When you copy the material below, keep every line exact and omit the pictures.
== Segment start ==
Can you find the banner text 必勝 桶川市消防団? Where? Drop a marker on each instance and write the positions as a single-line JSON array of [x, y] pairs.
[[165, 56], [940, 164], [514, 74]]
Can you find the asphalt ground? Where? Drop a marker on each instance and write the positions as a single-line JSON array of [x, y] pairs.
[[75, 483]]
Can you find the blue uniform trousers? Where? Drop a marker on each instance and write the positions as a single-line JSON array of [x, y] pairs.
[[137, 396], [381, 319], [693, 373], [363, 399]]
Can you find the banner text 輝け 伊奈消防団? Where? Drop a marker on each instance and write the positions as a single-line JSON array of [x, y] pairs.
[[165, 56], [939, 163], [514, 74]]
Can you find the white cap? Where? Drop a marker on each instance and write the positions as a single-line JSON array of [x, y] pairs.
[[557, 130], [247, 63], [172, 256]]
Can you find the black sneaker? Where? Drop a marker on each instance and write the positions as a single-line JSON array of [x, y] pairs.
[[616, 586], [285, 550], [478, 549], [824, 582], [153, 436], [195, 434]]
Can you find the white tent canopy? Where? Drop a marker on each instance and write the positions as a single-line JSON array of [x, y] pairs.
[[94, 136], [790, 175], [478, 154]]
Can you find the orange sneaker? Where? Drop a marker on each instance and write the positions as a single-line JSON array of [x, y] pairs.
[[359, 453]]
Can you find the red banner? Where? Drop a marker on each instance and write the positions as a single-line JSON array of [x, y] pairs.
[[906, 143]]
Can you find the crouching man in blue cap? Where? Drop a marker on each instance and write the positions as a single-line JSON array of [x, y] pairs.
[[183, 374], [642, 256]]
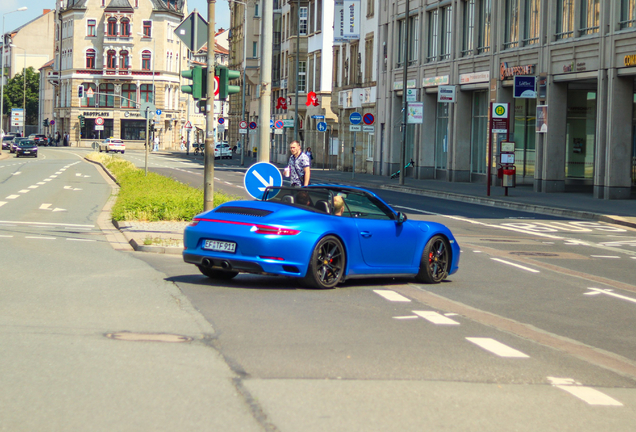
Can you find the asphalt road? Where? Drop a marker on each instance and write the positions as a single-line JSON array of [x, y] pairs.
[[534, 333]]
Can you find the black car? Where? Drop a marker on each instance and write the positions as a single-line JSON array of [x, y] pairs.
[[26, 147]]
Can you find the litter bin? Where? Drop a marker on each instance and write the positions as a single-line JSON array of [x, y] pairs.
[[509, 176]]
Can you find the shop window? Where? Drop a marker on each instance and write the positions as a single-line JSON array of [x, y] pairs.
[[106, 96], [90, 58], [90, 28]]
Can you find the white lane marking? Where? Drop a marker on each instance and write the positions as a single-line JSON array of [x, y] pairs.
[[515, 265], [391, 295], [436, 318], [45, 223], [497, 348], [597, 291], [586, 394]]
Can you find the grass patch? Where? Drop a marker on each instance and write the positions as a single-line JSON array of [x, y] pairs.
[[152, 198]]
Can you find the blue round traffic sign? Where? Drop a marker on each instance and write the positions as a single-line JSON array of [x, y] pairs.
[[355, 118], [259, 176]]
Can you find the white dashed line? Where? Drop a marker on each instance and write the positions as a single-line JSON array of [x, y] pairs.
[[497, 348], [516, 265], [391, 295], [436, 318]]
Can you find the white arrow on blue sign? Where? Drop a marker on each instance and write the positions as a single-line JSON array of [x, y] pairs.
[[259, 176]]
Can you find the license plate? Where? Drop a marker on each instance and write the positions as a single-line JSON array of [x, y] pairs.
[[219, 246]]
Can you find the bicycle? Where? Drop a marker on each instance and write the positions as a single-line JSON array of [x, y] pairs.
[[397, 174]]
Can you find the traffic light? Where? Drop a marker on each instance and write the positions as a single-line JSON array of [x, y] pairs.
[[226, 75], [199, 87]]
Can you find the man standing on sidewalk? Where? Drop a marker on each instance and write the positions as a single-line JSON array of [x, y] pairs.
[[298, 168]]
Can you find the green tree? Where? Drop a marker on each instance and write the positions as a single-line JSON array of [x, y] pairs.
[[14, 95]]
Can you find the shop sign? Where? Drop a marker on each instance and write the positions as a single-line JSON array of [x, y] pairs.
[[506, 71], [475, 77], [435, 81]]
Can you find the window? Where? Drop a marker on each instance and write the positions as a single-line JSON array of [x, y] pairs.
[[86, 101], [124, 63], [111, 60], [468, 42], [129, 96], [485, 9], [111, 27], [147, 28], [531, 21], [565, 19], [414, 39], [628, 13], [125, 27], [303, 21], [90, 59], [511, 25], [145, 60], [106, 95], [447, 33], [590, 16], [90, 29], [432, 35], [302, 77]]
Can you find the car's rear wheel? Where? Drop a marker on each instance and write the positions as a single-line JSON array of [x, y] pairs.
[[435, 262], [327, 264], [217, 274]]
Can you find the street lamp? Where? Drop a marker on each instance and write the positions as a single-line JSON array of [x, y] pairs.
[[23, 8], [244, 72], [23, 89]]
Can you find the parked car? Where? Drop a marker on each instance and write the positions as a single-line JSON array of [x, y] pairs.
[[14, 143], [40, 139], [112, 144], [26, 147], [223, 151], [6, 141], [312, 234]]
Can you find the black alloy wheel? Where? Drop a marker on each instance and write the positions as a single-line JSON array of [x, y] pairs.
[[435, 261], [327, 264]]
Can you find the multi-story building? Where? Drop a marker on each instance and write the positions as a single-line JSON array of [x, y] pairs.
[[582, 51], [354, 79], [123, 53]]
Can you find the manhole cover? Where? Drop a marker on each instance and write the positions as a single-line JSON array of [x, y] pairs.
[[539, 254], [148, 337]]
== Segment end ==
## [Response below]
Can you find the banner text 必勝 桶川市消防団? Where? Drop a marker on each instance and write the positions as a single-line JSON array of [x, y] pairs.
[[165, 56], [940, 164], [514, 74]]
Can you find the asphalt ground? Where? Drop a marker on each instance and write the positions as a single-line JSON array of [x, y] pairs.
[[75, 483]]
Can you find the blue uniform trousers? Where? Drop a marker on each instance and write the positions as a single-line JSON array of [x, y] pairs.
[[137, 396], [381, 319], [693, 373], [363, 399]]
Can you find the banner text 輝け 伊奈消防団? Where? Drop a marker on each instance and write the positions as a single-line JSON array of [x, y] pairs.
[[165, 56], [939, 163], [514, 74]]
Can you find the white cap? Where? Drop a marker on each instance and write the positions as a single-line JSON array of [x, y] pairs.
[[557, 130], [247, 63], [172, 256]]
Can you find the black sneaker? Where? Drop a marker on each instance and write the positions as a single-line JSON array of [x, y] pairs.
[[616, 586], [285, 550], [478, 549], [824, 582], [153, 436], [195, 434]]
Can you find the white tent canopy? Where? Drop a marker on each instance and write the positions as a single-line JSON array of [x, y] pairs.
[[94, 136], [790, 175], [478, 154]]
Can you find the orange sneaker? Where? Drop a marker on each instance and write the positions as a single-line JSON array of [x, y] pairs.
[[359, 453]]
Can you find the red banner? Where? Drop a marker on each instance and write the positions as a single-line JSON array of [x, y] pairs.
[[906, 143]]
Can you find the crouching man in blue cap? Where? Drop a marker on each instance and write the positions as a single-line JSON array of [x, y] pairs.
[[183, 374], [642, 256]]
Can you find the asphalt road? Where? Drop a marker on each instance and write the positions as a single-line JSON array of [x, y] pairs.
[[534, 333]]
Can you find the black car? Where? Drop a marker on each instance and write the positions as a single-line JSON array of [x, y] pairs.
[[26, 147]]
Can you find the litter bin? Where? Drop a marker on each instance and write the positions as a single-line JSON array of [x, y] pairs.
[[509, 176]]
Can you find the shop window? Where? Drop a marker on each instance and write the positions as a single-line JSON array of [x, y] pairs.
[[106, 96], [90, 58], [90, 28]]
Can you find the white lane marking? Where? Drop a marker on each instance and write the positions as a single-line JSON array of [x, y] pairs.
[[515, 265], [391, 295], [436, 318], [45, 223], [497, 348], [597, 291], [586, 394]]
Can you find the grass patch? Where? Drop a marker on each instance and write the positions as a single-line JSON array of [x, y] pairs.
[[152, 198]]
Can you find the blue round traffic sign? Where? Drop a marker on each instance and write the positions as a single-line JSON array of [x, y] pairs.
[[355, 118], [259, 176]]
Can you find the white dashed line? Where? Drop a marker on each instance and write the positions as a single-line JSON array of [x, y] pairs.
[[497, 348], [516, 265], [391, 295], [436, 318]]
Can you find the white arrow on blue sign? Where? Drop a marker on each instance and write the positions as a single-line JSON array of [x, y] pairs.
[[259, 176]]
Can you find the license plate? Where? Drop a marker on each instance and write the positions as a single-line JSON array of [x, y] pairs.
[[219, 246]]
Can you find the bicycle? Where? Drop a marker on each instance and write the positions as a single-line JSON array of [x, y] pairs.
[[397, 174]]
Can you find the traffic light? Where? Drop a marker on each instance and write the positions as a single-line JSON array of [x, y] pairs.
[[226, 75], [199, 87]]
Can you find the man standing on sidewalk? Where? Drop a marker on each instance and write the positions as a single-line JSON array of [x, y] pairs.
[[298, 168]]
Can you find the green tree? Where? Drop a marker on each instance and write the positions as a single-line JSON array of [x, y] pairs.
[[14, 95]]
Can you find the shop sign? Where? Drop a marker on each instance and write the positions as a single-line JSON array of [x, y] pairs.
[[506, 71], [475, 77], [435, 81]]
Can you find the window? Where? Drop a marker on each instance and write the positions as a single-line JSON array of [x, y] pairs.
[[86, 101], [124, 63], [111, 60], [468, 42], [129, 96], [485, 9], [111, 27], [147, 28], [531, 21], [565, 19], [414, 39], [628, 13], [125, 27], [303, 21], [90, 59], [511, 25], [145, 60], [106, 95], [447, 33], [590, 16], [90, 29], [432, 35], [302, 77]]
Can you find the car's rear wheel? Where? Drop a marker on each instance and write the positions as a single-line JSON array of [x, y] pairs.
[[435, 262], [327, 264], [217, 274]]
Can you find the street lamp? Where? Drop a marker on each instance and write the positions as a single-line JSON array of [x, y] pairs.
[[23, 8], [244, 72], [23, 89]]
Can you find the parked car? Where? Drop a marker on each instance and write the positions as a single-line JSON array of [x, y] pairs.
[[14, 143], [40, 139], [112, 144], [26, 147], [223, 151], [6, 141], [312, 234]]
Can you find the black alloy wheel? Where? Drop a marker on each instance and write the positions as a single-line JSON array of [x, y] pairs.
[[435, 261], [327, 264]]
Can you find the multi-story building? Where? Drop a marker on each instance and write the positions as a single-line JSON array of [x, y] pairs.
[[582, 51], [354, 79], [123, 53]]
Can you find the manhole cover? Where? Drop a marker on each instance and write the positions as a single-line JSON array of [x, y] pairs.
[[539, 254], [148, 337]]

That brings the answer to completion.